**PROBLEM TO SOLVE**
Will you extract the entries word for word? Images should not appear in the copy.

**MATERIAL FOR THIS TASK**
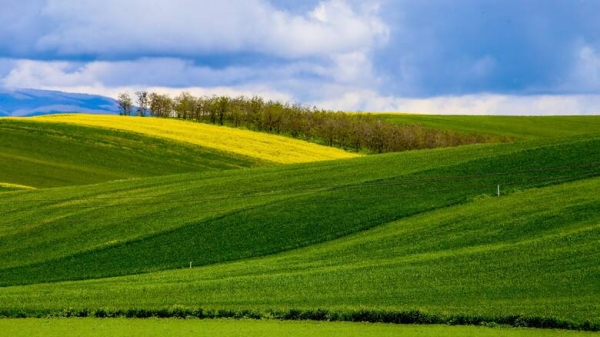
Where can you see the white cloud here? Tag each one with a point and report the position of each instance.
(346, 86)
(585, 75)
(479, 104)
(188, 28)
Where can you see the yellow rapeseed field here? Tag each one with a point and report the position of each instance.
(268, 147)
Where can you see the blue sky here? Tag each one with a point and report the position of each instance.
(436, 56)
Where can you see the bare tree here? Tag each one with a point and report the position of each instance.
(142, 101)
(125, 104)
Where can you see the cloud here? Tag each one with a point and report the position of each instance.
(585, 74)
(117, 29)
(478, 104)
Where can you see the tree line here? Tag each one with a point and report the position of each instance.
(351, 131)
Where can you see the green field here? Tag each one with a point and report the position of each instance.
(419, 231)
(53, 155)
(516, 127)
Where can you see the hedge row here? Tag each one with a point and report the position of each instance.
(391, 317)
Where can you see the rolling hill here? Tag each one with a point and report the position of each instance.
(419, 230)
(52, 155)
(273, 148)
(515, 127)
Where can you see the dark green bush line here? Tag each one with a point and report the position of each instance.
(357, 132)
(369, 316)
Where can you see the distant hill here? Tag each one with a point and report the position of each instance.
(32, 102)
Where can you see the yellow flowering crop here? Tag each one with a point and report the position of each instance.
(268, 147)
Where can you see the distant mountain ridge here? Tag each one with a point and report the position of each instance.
(32, 102)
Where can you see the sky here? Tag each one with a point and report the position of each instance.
(497, 57)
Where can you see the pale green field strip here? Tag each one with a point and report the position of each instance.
(517, 127)
(249, 328)
(531, 253)
(54, 155)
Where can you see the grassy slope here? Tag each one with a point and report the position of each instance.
(174, 327)
(517, 127)
(164, 223)
(267, 147)
(531, 253)
(8, 187)
(51, 155)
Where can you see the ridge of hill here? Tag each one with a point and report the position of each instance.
(515, 127)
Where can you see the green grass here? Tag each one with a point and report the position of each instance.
(516, 127)
(52, 155)
(142, 226)
(249, 328)
(533, 253)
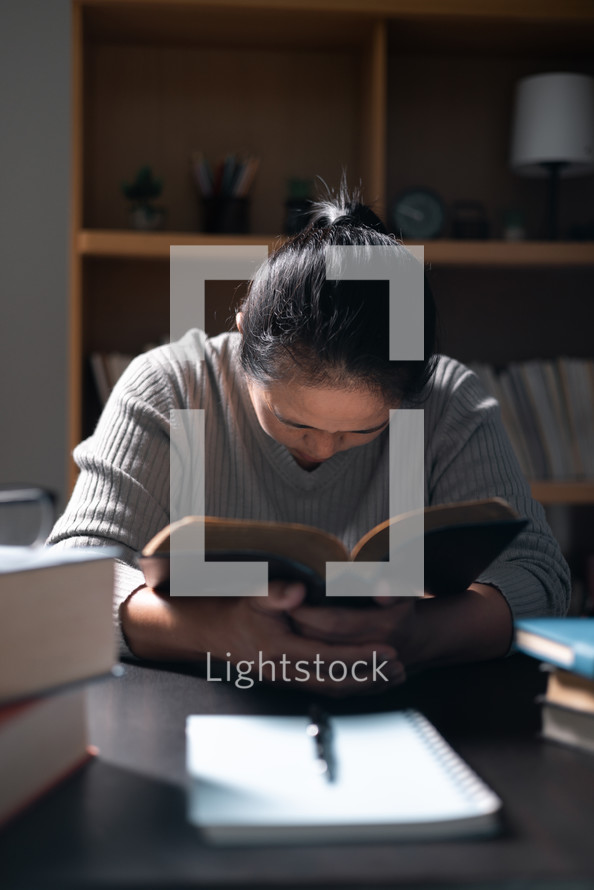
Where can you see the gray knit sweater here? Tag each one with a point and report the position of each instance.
(123, 491)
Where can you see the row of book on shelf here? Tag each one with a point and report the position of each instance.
(547, 408)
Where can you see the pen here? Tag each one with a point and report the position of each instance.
(320, 730)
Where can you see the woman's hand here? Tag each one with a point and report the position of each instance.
(388, 621)
(473, 625)
(258, 634)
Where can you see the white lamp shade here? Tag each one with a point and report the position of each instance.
(553, 121)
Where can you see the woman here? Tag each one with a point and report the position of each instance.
(297, 409)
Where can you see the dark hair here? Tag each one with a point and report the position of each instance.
(297, 324)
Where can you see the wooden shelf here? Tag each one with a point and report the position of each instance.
(147, 245)
(549, 492)
(510, 253)
(155, 245)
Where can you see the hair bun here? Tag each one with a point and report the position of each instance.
(343, 210)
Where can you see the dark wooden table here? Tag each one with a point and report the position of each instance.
(120, 821)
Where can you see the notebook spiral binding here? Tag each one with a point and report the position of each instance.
(463, 776)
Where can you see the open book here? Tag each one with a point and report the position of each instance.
(460, 541)
(256, 780)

**SOLUTION TO THE EXERCISE**
Where can you see the white cloud here? Tag each one with a point and report the position of each instance.
(346, 86)
(585, 75)
(479, 104)
(188, 28)
Where can you see the yellow rapeseed field here? Tag each one with a point and report the position of each instance.
(268, 147)
Where can you see the blue sky here? Tag each one with a point and report the position of each instance.
(436, 56)
Where can you see the bare tree here? Tag each one with a point and report the position of each instance.
(142, 101)
(125, 104)
Where can you see the cloud here? Tag each one with a point and report the position of each instance.
(585, 74)
(117, 29)
(478, 104)
Where can you see the tree line here? Tag each one with a point and report the position of each instance.
(351, 131)
Where can you see the green field here? Tag each one with a point and report the position of each instance.
(419, 231)
(53, 155)
(516, 127)
Where can you see the hedge row here? Tag each one with a point and report the position of each instance.
(391, 317)
Where can you see the rolling hill here? Tag each one with a point and report the position of each instance.
(419, 230)
(52, 155)
(273, 148)
(515, 127)
Where can you see the dark green bush line here? Tag each one with a point and report the position of each instance.
(357, 132)
(369, 316)
Where can you see the distant hill here? Tag each one with a point and report the position of each instance.
(32, 102)
Where can you see the yellow flowering crop here? Tag each one with a point and report the position of each instance.
(268, 147)
Where can you see the distant mountain ridge here? Tag each one with a point and report the position of each instance.
(32, 102)
Where can you see the sky here? Tag each one with a point and report the position of each instance.
(497, 57)
Where can you see the pale green field strip here? Tag each one with a point and report the position of each instance.
(517, 127)
(249, 328)
(531, 253)
(54, 155)
Where can you see the grassy slope here? Tag each one with a point and report the position of each instance.
(174, 327)
(517, 127)
(164, 223)
(267, 147)
(531, 253)
(8, 187)
(51, 155)
Where can you see the ridge of hill here? Tag each one with a point and report the position of each instance.
(515, 127)
Where can you see the green grass here? Tag each one with a point and report the position of each instance.
(516, 127)
(52, 155)
(142, 226)
(249, 328)
(533, 253)
Where can you see the gray knit sweater here? Tag each one with a point and report the position of each instance.
(123, 491)
Where can you see the row of book on shelf here? Tag each one with a point and report the position of each instance.
(547, 408)
Where can you see the pen here? Tag each one with a point and report the position of each instance.
(320, 730)
Where can you see the woman's hand here? Tag each one with a point and report the position of each instance.
(388, 621)
(473, 625)
(258, 634)
Where can you see the white lamp shade here? Tag each one with a point and report the position of each instance.
(553, 121)
Where can you see the woman here? Tag each one with a point and report the position of each instance.
(297, 409)
Where can you see the dark hair here? Tag each one with a point and report the position of each instance.
(297, 324)
Where can you see the wooden shelf here? Tag each one with a point and report the position of each instance.
(147, 245)
(549, 492)
(510, 253)
(155, 245)
Where can you see the hair bun here? Tag each one with a point and report the position of each instance.
(343, 210)
Where can you see the dark wooden table here? Tag each one with a point and report the position of each instance.
(120, 821)
Where can you see the notebook spiral binding here? Tag each one with a point and report the position of each instance.
(463, 776)
Where can you see the open book here? Tag each one with a point and report the position of each instance.
(460, 541)
(256, 780)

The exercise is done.